▸ What the task requires: In the entries that follow, find each line with the word "below" and copy it.

Data excerpts:
»»
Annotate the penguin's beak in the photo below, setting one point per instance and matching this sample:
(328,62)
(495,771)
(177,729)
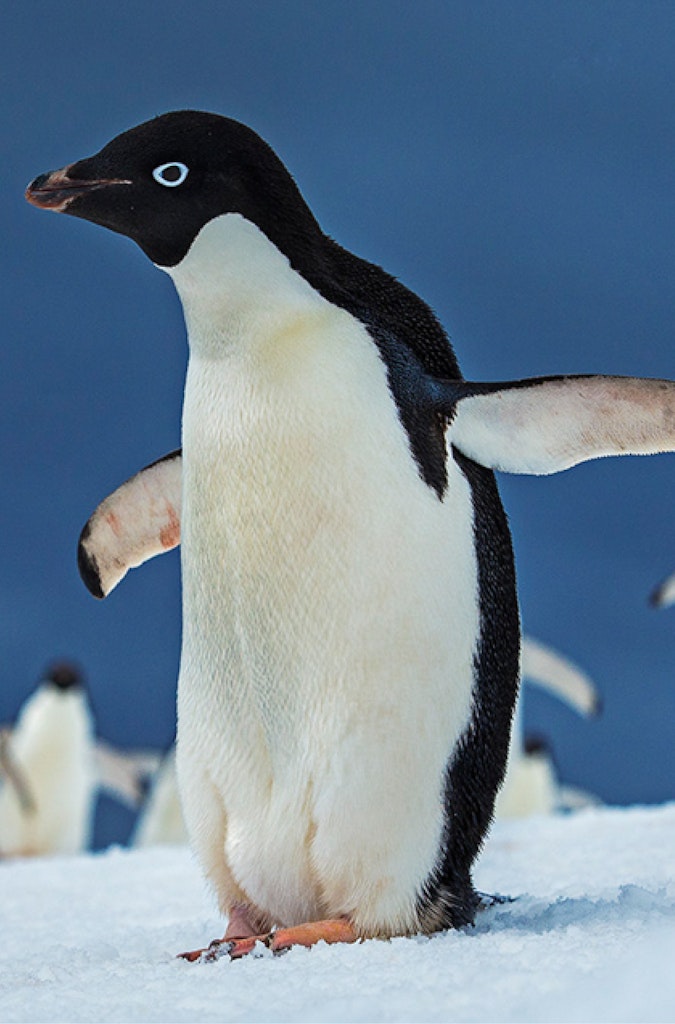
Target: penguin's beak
(55,190)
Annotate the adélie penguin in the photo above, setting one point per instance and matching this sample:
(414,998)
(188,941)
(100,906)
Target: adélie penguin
(350,643)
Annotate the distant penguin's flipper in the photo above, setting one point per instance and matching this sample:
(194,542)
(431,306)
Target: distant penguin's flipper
(552,672)
(547,424)
(125,774)
(664,595)
(139,520)
(14,775)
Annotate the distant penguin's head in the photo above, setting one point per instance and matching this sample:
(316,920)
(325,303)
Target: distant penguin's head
(64,675)
(161,182)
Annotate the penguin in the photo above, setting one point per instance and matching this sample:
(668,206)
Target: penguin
(54,768)
(161,821)
(51,747)
(664,595)
(531,785)
(350,643)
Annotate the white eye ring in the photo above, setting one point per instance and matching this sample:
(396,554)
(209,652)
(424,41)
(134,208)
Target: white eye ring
(176,178)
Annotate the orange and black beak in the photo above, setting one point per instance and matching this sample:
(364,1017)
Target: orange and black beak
(55,190)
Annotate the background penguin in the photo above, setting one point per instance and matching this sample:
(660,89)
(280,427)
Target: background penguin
(350,628)
(160,820)
(531,784)
(54,768)
(52,747)
(664,595)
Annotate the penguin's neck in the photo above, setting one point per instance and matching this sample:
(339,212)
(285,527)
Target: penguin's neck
(240,294)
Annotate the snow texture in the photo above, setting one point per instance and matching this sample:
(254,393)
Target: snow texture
(590,937)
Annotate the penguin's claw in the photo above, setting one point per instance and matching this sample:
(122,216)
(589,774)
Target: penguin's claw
(280,941)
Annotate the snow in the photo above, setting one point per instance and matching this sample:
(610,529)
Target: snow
(590,937)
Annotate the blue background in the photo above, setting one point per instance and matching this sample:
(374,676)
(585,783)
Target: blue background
(513,163)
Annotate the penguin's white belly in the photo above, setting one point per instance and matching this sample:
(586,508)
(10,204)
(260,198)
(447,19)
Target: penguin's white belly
(330,603)
(330,624)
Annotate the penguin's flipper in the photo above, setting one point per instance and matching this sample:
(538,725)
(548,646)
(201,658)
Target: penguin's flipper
(548,669)
(547,424)
(664,595)
(138,520)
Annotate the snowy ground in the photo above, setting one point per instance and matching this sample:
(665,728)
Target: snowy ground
(591,937)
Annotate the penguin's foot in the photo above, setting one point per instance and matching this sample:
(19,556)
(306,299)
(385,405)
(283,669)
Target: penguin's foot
(279,941)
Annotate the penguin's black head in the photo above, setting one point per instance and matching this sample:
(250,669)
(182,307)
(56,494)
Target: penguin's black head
(64,675)
(162,181)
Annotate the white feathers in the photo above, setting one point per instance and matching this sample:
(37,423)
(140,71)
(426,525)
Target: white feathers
(330,603)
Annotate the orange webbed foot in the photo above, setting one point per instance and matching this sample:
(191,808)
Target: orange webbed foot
(280,941)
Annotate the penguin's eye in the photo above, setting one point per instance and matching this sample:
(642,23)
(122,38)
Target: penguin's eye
(171,174)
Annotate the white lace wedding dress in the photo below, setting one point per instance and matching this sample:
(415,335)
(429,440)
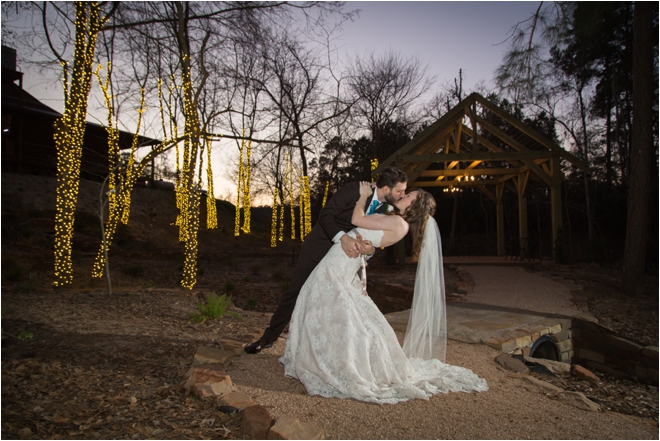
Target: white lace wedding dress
(340,345)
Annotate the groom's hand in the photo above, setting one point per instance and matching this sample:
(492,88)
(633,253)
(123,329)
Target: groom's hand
(350,246)
(366,247)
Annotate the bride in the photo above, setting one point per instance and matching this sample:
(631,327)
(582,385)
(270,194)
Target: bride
(340,345)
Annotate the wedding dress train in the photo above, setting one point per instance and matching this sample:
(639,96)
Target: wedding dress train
(340,345)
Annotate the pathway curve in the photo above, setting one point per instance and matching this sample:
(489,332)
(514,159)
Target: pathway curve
(513,287)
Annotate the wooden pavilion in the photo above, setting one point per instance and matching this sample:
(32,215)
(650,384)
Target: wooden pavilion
(479,144)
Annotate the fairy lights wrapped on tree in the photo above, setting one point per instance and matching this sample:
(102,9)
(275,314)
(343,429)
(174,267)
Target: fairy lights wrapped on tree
(325,193)
(273,223)
(239,188)
(247,205)
(289,181)
(69,134)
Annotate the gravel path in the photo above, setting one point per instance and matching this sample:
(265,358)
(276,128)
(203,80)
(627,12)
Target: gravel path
(513,408)
(513,287)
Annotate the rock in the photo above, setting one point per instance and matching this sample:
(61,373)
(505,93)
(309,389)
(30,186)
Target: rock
(208,355)
(549,387)
(511,364)
(577,399)
(234,399)
(585,374)
(556,367)
(290,427)
(256,421)
(228,410)
(209,380)
(232,344)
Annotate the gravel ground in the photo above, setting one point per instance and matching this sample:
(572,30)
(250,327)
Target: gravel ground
(513,287)
(512,408)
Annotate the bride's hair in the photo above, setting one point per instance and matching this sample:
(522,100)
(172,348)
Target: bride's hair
(416,215)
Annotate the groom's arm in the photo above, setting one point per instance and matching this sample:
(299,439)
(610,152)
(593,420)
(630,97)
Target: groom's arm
(339,205)
(335,218)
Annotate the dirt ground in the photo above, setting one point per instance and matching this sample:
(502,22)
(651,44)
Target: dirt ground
(108,366)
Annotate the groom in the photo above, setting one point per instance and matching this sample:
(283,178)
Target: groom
(333,223)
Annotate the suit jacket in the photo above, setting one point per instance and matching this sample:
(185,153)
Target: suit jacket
(333,218)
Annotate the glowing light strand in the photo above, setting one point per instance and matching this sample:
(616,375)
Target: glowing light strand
(69,134)
(247,205)
(273,221)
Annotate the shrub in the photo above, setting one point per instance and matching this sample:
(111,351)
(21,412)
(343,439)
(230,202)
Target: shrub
(213,308)
(252,302)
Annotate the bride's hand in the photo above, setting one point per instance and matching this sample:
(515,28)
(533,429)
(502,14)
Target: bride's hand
(366,189)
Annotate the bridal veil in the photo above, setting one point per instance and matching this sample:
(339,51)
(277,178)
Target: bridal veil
(426,336)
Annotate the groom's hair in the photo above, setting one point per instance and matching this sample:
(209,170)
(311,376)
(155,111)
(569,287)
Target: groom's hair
(390,176)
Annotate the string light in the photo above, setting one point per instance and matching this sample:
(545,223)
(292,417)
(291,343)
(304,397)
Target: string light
(374,166)
(325,193)
(239,188)
(192,191)
(273,223)
(131,176)
(69,135)
(247,205)
(301,210)
(308,208)
(281,235)
(289,180)
(211,209)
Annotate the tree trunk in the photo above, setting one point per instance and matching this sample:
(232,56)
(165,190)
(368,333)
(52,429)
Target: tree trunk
(641,153)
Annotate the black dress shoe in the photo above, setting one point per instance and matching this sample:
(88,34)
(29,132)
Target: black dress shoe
(256,346)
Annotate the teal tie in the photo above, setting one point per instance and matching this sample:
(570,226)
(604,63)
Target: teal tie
(372,207)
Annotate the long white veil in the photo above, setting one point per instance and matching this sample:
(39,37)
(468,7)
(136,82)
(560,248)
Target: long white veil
(426,336)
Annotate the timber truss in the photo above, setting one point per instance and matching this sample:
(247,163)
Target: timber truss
(479,144)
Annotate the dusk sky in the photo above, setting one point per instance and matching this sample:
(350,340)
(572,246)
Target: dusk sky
(447,35)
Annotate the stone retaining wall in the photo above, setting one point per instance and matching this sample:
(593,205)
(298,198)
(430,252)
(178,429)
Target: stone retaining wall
(599,348)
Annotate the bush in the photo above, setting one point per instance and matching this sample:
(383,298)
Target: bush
(252,302)
(213,308)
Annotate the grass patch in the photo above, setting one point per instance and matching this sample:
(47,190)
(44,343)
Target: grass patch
(215,307)
(252,302)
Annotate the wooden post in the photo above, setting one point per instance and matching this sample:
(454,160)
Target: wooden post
(499,190)
(521,186)
(555,202)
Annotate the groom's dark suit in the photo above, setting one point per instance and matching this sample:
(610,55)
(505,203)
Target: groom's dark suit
(333,218)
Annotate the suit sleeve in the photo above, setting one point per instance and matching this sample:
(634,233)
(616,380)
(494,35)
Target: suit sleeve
(342,201)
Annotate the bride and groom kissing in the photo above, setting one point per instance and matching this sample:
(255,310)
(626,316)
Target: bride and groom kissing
(340,344)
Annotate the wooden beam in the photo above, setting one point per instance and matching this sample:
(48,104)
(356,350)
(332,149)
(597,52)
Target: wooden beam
(499,191)
(478,156)
(472,172)
(440,125)
(488,193)
(538,171)
(555,204)
(531,132)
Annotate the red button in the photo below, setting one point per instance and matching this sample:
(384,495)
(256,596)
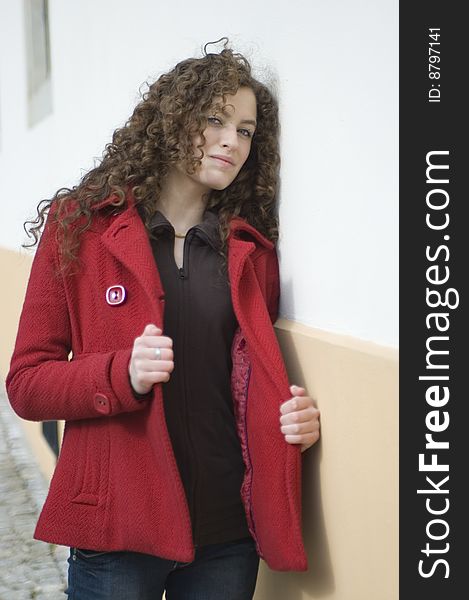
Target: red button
(101,402)
(115,295)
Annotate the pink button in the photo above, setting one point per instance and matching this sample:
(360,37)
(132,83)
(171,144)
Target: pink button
(115,295)
(101,402)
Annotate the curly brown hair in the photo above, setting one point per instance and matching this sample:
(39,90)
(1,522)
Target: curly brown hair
(158,135)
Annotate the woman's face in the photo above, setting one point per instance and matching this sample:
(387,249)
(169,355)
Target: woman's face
(228,138)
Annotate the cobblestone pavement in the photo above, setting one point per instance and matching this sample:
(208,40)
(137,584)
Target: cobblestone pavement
(28,568)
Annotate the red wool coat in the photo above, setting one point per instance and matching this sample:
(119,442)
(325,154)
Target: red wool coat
(116,485)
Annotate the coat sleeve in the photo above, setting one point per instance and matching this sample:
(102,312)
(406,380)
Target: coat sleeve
(273,286)
(267,268)
(42,384)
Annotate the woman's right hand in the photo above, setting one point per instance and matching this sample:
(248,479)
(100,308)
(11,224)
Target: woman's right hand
(145,368)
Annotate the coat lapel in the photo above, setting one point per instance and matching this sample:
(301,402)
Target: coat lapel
(126,238)
(252,313)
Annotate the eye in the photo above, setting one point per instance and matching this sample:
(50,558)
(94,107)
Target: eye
(246,133)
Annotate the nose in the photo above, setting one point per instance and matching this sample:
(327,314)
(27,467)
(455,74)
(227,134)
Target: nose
(229,137)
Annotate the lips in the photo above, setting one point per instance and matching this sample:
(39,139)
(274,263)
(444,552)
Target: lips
(222,159)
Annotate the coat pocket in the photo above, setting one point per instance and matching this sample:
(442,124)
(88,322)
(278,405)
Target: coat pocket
(92,464)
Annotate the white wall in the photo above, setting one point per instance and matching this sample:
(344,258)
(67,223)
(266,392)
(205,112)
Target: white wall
(334,63)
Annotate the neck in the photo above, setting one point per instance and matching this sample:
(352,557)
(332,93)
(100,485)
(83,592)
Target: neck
(182,201)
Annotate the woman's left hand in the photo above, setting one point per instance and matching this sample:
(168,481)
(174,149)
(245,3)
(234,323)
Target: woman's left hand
(299,420)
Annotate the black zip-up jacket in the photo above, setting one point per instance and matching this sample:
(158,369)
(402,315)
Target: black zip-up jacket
(199,318)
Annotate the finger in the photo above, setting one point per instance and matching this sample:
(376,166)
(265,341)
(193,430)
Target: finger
(155,341)
(145,380)
(152,329)
(310,438)
(300,416)
(144,352)
(296,390)
(296,403)
(300,428)
(153,366)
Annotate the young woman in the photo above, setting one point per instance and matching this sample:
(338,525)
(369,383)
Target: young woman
(148,327)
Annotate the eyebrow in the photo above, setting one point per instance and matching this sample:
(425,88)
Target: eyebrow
(249,121)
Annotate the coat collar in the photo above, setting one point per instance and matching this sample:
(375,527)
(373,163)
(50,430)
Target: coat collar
(237,225)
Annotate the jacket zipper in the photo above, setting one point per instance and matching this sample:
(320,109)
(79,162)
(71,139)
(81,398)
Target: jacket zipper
(183,276)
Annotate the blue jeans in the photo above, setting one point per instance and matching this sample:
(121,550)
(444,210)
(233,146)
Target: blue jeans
(226,571)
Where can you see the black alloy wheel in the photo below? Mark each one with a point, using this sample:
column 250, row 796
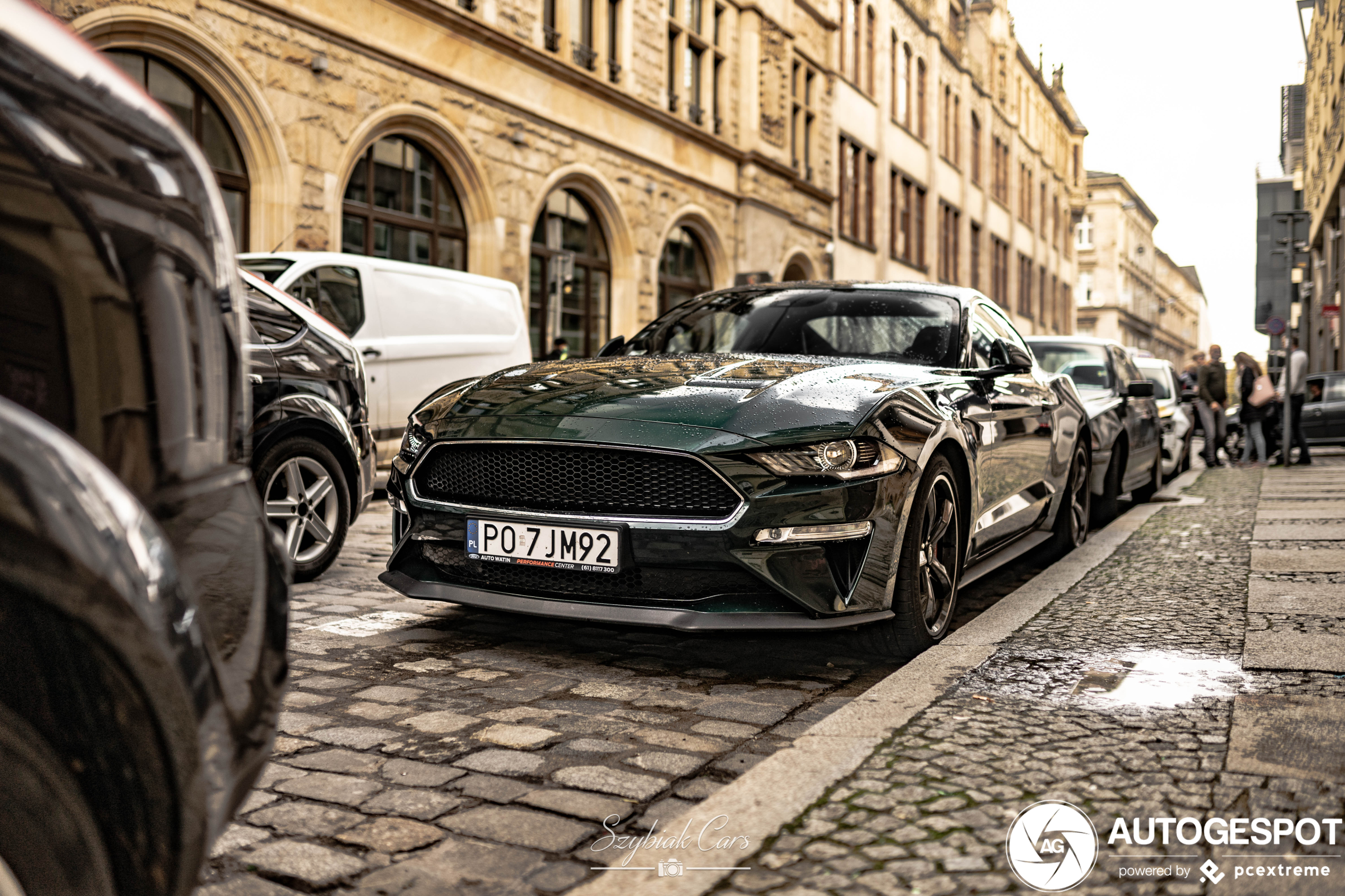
««
▸ Exercise result:
Annotate the penguin's beak in the photo below, setting one point per instance and matching this sample:
Annotate the white lace wedding dress in the photo below, setting one point per instance and matching this sample:
Annotate the red button in the photo below, setting one point per instance and matching this sample:
Where can you see the black alloy wheel in the photo below? Mark each one with a point, using this sample:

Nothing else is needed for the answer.